• Exercise objective
Keep the images out while you retype all of the data exactly.

• Data to use
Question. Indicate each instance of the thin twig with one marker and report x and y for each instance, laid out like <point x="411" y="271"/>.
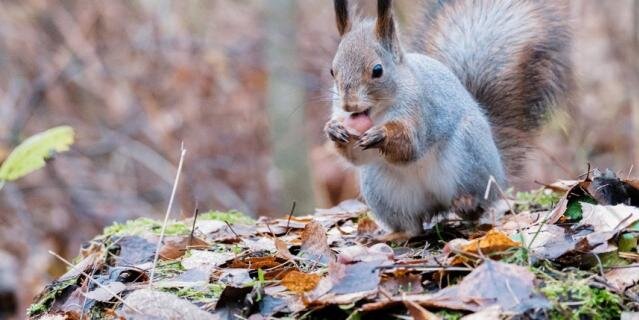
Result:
<point x="95" y="282"/>
<point x="197" y="211"/>
<point x="233" y="231"/>
<point x="288" y="222"/>
<point x="168" y="213"/>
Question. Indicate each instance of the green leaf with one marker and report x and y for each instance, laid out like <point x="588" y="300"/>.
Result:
<point x="627" y="242"/>
<point x="574" y="211"/>
<point x="32" y="153"/>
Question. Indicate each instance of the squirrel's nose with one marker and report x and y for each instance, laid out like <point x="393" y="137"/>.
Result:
<point x="350" y="107"/>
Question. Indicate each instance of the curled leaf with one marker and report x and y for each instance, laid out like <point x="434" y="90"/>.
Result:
<point x="300" y="282"/>
<point x="31" y="154"/>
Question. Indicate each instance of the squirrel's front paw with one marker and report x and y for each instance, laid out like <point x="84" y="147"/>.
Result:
<point x="336" y="131"/>
<point x="372" y="138"/>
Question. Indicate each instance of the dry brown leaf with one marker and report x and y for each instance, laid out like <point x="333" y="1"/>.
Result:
<point x="493" y="242"/>
<point x="176" y="247"/>
<point x="161" y="305"/>
<point x="418" y="312"/>
<point x="493" y="282"/>
<point x="300" y="282"/>
<point x="366" y="225"/>
<point x="205" y="259"/>
<point x="106" y="293"/>
<point x="282" y="250"/>
<point x="315" y="243"/>
<point x="623" y="278"/>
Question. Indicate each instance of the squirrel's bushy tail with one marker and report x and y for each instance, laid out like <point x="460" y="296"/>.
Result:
<point x="512" y="55"/>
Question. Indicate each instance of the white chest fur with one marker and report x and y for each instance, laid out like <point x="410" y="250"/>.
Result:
<point x="411" y="188"/>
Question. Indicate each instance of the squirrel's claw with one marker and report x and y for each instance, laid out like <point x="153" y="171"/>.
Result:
<point x="372" y="138"/>
<point x="336" y="131"/>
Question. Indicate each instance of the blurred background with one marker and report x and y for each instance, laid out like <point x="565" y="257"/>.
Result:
<point x="245" y="86"/>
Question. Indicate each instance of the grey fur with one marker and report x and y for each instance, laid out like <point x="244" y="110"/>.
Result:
<point x="464" y="119"/>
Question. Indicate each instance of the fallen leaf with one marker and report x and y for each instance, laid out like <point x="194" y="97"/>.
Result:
<point x="379" y="251"/>
<point x="300" y="282"/>
<point x="205" y="259"/>
<point x="357" y="277"/>
<point x="161" y="305"/>
<point x="402" y="281"/>
<point x="236" y="277"/>
<point x="367" y="226"/>
<point x="282" y="250"/>
<point x="260" y="244"/>
<point x="134" y="250"/>
<point x="234" y="302"/>
<point x="175" y="247"/>
<point x="490" y="313"/>
<point x="418" y="312"/>
<point x="88" y="263"/>
<point x="607" y="221"/>
<point x="547" y="241"/>
<point x="493" y="242"/>
<point x="209" y="226"/>
<point x="493" y="282"/>
<point x="315" y="244"/>
<point x="106" y="293"/>
<point x="623" y="278"/>
<point x="608" y="189"/>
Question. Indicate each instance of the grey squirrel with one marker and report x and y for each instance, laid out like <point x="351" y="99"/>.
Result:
<point x="429" y="125"/>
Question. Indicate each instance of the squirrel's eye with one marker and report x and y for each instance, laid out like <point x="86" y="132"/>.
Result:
<point x="377" y="71"/>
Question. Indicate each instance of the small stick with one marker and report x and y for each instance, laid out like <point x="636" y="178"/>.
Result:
<point x="231" y="228"/>
<point x="288" y="222"/>
<point x="96" y="283"/>
<point x="197" y="211"/>
<point x="168" y="213"/>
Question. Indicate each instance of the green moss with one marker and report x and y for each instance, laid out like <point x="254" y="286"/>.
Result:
<point x="577" y="300"/>
<point x="169" y="268"/>
<point x="143" y="226"/>
<point x="450" y="314"/>
<point x="44" y="302"/>
<point x="206" y="294"/>
<point x="232" y="217"/>
<point x="574" y="211"/>
<point x="542" y="199"/>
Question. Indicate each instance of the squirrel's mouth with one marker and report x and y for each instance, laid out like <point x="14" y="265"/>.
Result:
<point x="359" y="122"/>
<point x="365" y="113"/>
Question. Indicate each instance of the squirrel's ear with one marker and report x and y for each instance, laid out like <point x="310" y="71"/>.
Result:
<point x="385" y="28"/>
<point x="341" y="16"/>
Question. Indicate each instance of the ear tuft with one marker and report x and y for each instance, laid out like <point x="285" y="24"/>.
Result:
<point x="385" y="28"/>
<point x="342" y="17"/>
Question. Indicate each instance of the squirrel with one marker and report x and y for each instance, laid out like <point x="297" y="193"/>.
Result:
<point x="430" y="125"/>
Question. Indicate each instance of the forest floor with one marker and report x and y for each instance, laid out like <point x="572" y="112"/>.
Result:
<point x="565" y="251"/>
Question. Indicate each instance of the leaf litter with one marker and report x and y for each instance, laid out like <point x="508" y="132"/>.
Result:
<point x="568" y="251"/>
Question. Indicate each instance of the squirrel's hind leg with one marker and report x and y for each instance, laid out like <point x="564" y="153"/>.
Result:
<point x="467" y="207"/>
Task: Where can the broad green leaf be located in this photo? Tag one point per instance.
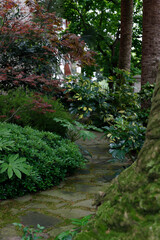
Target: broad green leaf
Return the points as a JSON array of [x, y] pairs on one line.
[[10, 172]]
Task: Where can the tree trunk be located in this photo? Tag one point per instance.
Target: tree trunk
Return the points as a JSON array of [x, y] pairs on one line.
[[131, 206], [126, 34], [151, 40]]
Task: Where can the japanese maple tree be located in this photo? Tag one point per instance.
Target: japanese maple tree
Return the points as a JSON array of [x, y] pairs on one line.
[[32, 46]]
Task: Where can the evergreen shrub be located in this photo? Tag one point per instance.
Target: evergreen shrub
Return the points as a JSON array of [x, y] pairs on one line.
[[49, 156]]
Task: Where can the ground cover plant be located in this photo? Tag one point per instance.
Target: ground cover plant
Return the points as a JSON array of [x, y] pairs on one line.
[[32, 160]]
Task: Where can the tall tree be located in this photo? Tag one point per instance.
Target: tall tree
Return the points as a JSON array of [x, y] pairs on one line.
[[126, 34], [151, 40], [131, 203]]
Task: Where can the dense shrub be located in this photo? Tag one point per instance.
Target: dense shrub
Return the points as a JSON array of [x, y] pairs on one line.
[[49, 156], [101, 101], [126, 138], [33, 109], [86, 98]]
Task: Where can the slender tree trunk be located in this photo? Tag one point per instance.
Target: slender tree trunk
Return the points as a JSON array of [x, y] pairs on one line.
[[151, 40], [126, 34]]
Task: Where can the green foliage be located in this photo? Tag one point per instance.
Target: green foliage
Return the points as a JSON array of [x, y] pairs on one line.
[[98, 23], [69, 234], [122, 96], [14, 164], [77, 130], [86, 98], [126, 138], [29, 233], [32, 109], [49, 156], [96, 103]]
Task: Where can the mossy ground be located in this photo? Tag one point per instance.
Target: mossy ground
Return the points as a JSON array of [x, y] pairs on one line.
[[130, 209]]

• Output for this exercise
Question. Indicate each instance of the thin twig with one marker and report x and y for each instance, laid out like <point x="411" y="271"/>.
Result:
<point x="95" y="282"/>
<point x="197" y="211"/>
<point x="233" y="231"/>
<point x="288" y="222"/>
<point x="168" y="213"/>
Question. Indicate each instance of the green leaf with one marker and report x and y for each instance, laid out like <point x="588" y="300"/>.
Result:
<point x="627" y="242"/>
<point x="574" y="211"/>
<point x="32" y="153"/>
Question. Indicate each instance of the squirrel's nose with one marker and report x and y for each instance, laid out like <point x="393" y="137"/>.
Result:
<point x="350" y="107"/>
Question. Indicate each instance of the curled leaf with one marker and report x and y for each instance, laid out like <point x="434" y="90"/>.
Result:
<point x="300" y="282"/>
<point x="31" y="154"/>
Question. Indicate each instance of the squirrel's front paw with one marker and report x and y for each instance, laid out like <point x="84" y="147"/>.
Result:
<point x="336" y="131"/>
<point x="372" y="138"/>
Question. Indicate each instance of the dry brown leaf with one marker and report x and y for each instance, laid out like <point x="333" y="1"/>.
Result:
<point x="493" y="242"/>
<point x="176" y="247"/>
<point x="161" y="305"/>
<point x="418" y="312"/>
<point x="493" y="282"/>
<point x="300" y="282"/>
<point x="366" y="225"/>
<point x="205" y="259"/>
<point x="106" y="293"/>
<point x="282" y="250"/>
<point x="315" y="243"/>
<point x="623" y="278"/>
Question. Indicate each instance of the squirrel's bushy tail with one marker and report x and y for each instance, laid out like <point x="460" y="296"/>.
Result:
<point x="512" y="55"/>
Question. Indicate each instance of the white chest fur with one marker and report x and y for each instance, laid out like <point x="410" y="250"/>.
Result:
<point x="411" y="188"/>
Question. Indicate each instance of the squirrel's claw with one marker and report x and y for each instance, laid out like <point x="153" y="171"/>.
Result:
<point x="372" y="138"/>
<point x="336" y="131"/>
Question. Indicate each instance of the blurred background with one marker and report x and y for each instance, laid out like <point x="565" y="257"/>.
Result:
<point x="245" y="86"/>
Question. Indicate each instance of the grey fur with one marker and report x and y for each instance, laid out like <point x="244" y="110"/>.
Result:
<point x="464" y="119"/>
Question. Indicate each instance of the fallen leaf with one marker and report x and y for each instance, laid out like <point x="194" y="97"/>.
Result:
<point x="379" y="251"/>
<point x="300" y="282"/>
<point x="205" y="259"/>
<point x="357" y="277"/>
<point x="161" y="305"/>
<point x="402" y="281"/>
<point x="236" y="277"/>
<point x="367" y="226"/>
<point x="282" y="250"/>
<point x="260" y="244"/>
<point x="134" y="250"/>
<point x="234" y="302"/>
<point x="175" y="247"/>
<point x="490" y="313"/>
<point x="418" y="312"/>
<point x="88" y="263"/>
<point x="607" y="221"/>
<point x="547" y="241"/>
<point x="493" y="242"/>
<point x="209" y="226"/>
<point x="493" y="282"/>
<point x="315" y="244"/>
<point x="106" y="293"/>
<point x="623" y="278"/>
<point x="608" y="189"/>
Question. Indicate each instance of the grey squirrel with one marker and report x and y for each instance, laid out like <point x="351" y="99"/>.
Result:
<point x="429" y="125"/>
Question. Indicate each instance of the squirrel's eye with one marker and report x and y for each instance, laid out like <point x="86" y="132"/>.
Result:
<point x="377" y="71"/>
Question. Indicate each instance of the small stick with one marker and report x and y for each instance, laid out like <point x="636" y="178"/>.
Result:
<point x="231" y="228"/>
<point x="288" y="222"/>
<point x="96" y="283"/>
<point x="197" y="211"/>
<point x="168" y="213"/>
Question. Indicate each instance of the green moss with one marker and report x and y for each instance, laid out like <point x="254" y="286"/>.
Result:
<point x="577" y="300"/>
<point x="169" y="268"/>
<point x="143" y="226"/>
<point x="450" y="314"/>
<point x="44" y="302"/>
<point x="206" y="294"/>
<point x="232" y="217"/>
<point x="574" y="211"/>
<point x="542" y="199"/>
Question. Indicate each instance of the squirrel's mouth with one marker and report x and y for each instance, laid out like <point x="14" y="265"/>.
Result:
<point x="359" y="122"/>
<point x="365" y="113"/>
Question. Indicate each instance of the squirrel's ear with one marker and report x and y for each instance, laid out like <point x="310" y="71"/>.
Result:
<point x="385" y="28"/>
<point x="341" y="16"/>
Question. Indicate each instance of the ear tuft with one marker and report x and y for each instance, laid out like <point x="285" y="24"/>.
Result:
<point x="385" y="28"/>
<point x="342" y="17"/>
Question. Indicate each instance of the squirrel with one marker and report x and y for each instance, laid out like <point x="297" y="193"/>.
Result:
<point x="430" y="125"/>
Question. Indicate each instance of the forest floor with one marker and report x and y for each instance, laid out like <point x="572" y="112"/>.
Result:
<point x="565" y="251"/>
Question. Indicate each instance of the leaf litter with one marker and report x and y for each instance, laid out like <point x="508" y="132"/>.
Result:
<point x="568" y="251"/>
Question. Indicate each instance of the squirrel's hind leg with one marker and report x and y for each instance, laid out like <point x="564" y="153"/>.
Result:
<point x="467" y="207"/>
Task: Where can the broad green leaf be located in this photo? Tag one point per instance.
Target: broad green leaf
Return the points as a JSON array of [x, y] pairs on one line.
[[10, 172]]
Task: Where can the tree trunk be located in this photo? Tag one point per instance.
Target: tree trunk
Return the points as a JSON array of [x, y] pairs on one line.
[[131, 206], [126, 34], [151, 40]]
Task: Where can the japanese maple tree be located in this photo? Tag one point per instance.
Target: japanese maple tree
Return the points as a JSON array of [x, y] pairs on one line.
[[32, 46]]
Task: Where can the evergreen shrub be located in this photo? Tag one point per instance.
Target: evergreen shrub
Return the points as a JSON array of [x, y] pairs on one line.
[[49, 156]]
Task: Where can the ground cover plant be located in this photo? Tag one point per instance.
Target: ground cover plant
Return the points as a JSON array of [x, y] pairs on one line.
[[32, 160]]
Task: Where can the tall tree be located in this photo? Tag one point per instance.
Target: tall tree
Return the points as a JSON array of [x, y] pairs on one line.
[[126, 34], [151, 40], [131, 203]]
Task: Where can the dense shrub be located in this photo? Tag one point per instance.
Target: dense shrub
Return the points as a JSON array of [x, y] pairs on one line.
[[49, 156], [101, 101], [126, 138], [33, 109], [86, 98]]
Task: Where can the slender tree trunk be located in this photo? Tag one point per instance.
Target: slender tree trunk
Return the points as a JSON array of [x, y] pairs on one line.
[[151, 40], [126, 34]]
Task: Where can the green foliage be located in this photo? Tag one point per instance.
Target: green foliage
Return the points as a JSON array of [x, y] pairs on one line.
[[98, 23], [69, 234], [122, 96], [14, 164], [77, 130], [86, 98], [126, 138], [29, 233], [32, 109], [49, 156], [96, 103]]
Task: Where can the mossy ground be located in this photo? Tag one point per instance.
Target: mossy ground
Return the points as a JSON array of [x, y] pairs on one line.
[[130, 209]]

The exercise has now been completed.